___ EXERCISE MATERIAL

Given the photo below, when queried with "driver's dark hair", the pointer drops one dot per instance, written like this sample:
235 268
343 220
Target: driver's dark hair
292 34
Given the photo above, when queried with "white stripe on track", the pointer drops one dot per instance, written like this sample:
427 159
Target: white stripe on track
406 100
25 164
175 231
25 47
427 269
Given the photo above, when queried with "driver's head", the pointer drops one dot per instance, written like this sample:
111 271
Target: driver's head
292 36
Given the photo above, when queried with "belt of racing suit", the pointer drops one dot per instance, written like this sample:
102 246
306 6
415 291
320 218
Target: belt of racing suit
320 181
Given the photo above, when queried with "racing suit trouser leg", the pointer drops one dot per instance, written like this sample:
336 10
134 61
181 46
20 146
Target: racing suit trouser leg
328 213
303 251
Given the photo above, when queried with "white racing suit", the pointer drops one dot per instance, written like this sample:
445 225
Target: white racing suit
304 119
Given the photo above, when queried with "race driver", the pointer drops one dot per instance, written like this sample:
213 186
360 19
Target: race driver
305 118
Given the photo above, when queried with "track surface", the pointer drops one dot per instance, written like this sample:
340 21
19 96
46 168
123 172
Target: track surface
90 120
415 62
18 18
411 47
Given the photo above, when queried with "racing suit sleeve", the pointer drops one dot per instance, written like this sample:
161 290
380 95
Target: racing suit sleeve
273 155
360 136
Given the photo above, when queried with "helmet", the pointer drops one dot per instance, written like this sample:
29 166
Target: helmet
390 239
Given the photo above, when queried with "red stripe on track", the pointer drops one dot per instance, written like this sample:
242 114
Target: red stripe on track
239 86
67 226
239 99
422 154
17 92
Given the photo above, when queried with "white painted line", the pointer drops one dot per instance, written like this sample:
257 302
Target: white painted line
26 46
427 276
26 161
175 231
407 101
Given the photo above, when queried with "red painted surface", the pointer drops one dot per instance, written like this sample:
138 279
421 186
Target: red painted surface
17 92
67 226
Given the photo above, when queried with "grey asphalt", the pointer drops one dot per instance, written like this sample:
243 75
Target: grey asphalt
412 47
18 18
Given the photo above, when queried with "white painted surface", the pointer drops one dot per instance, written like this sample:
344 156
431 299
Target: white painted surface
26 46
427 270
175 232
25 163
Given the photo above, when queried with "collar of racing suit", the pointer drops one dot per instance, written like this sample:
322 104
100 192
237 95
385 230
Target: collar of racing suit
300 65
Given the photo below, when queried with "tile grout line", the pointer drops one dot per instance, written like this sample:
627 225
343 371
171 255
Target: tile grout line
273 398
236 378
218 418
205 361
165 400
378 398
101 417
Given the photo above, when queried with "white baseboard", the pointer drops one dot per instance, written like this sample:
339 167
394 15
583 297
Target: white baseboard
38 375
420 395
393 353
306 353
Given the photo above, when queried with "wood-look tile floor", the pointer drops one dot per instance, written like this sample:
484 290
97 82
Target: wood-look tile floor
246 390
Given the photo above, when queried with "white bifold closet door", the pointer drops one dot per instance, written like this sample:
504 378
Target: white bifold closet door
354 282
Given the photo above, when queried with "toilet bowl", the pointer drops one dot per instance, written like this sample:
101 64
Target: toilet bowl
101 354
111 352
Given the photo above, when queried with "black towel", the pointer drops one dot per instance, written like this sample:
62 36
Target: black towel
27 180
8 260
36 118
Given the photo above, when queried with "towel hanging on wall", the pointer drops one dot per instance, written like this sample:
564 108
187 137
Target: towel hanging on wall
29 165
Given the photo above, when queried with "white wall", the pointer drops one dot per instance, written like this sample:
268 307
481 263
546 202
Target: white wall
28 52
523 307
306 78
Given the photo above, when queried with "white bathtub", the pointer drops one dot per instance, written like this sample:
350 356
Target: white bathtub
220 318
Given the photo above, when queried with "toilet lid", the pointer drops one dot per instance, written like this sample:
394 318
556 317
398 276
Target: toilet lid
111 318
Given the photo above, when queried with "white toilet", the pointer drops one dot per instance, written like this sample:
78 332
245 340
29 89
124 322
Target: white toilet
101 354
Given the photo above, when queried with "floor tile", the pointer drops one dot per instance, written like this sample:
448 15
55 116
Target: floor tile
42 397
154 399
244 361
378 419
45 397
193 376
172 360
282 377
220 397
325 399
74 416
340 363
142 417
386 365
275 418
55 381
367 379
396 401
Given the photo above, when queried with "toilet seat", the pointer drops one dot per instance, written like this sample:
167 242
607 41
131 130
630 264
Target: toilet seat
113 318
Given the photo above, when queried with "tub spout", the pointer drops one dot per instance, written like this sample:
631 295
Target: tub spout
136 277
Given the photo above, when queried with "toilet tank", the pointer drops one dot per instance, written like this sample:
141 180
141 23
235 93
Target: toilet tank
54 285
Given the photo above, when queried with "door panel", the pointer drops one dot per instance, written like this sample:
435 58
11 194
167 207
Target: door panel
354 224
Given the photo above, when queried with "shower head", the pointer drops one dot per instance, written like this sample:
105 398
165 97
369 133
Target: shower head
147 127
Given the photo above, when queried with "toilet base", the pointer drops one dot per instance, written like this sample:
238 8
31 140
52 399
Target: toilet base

______

WHAT YOU NEED TO DO: Copy each line from the records above that contains the string "baseboard". The match is case-sensitive.

THE OUTPUT:
Given the photo above, when queried with "white baseboard", the pointer drops one dot per instance, written like this sample:
Target: white baseboard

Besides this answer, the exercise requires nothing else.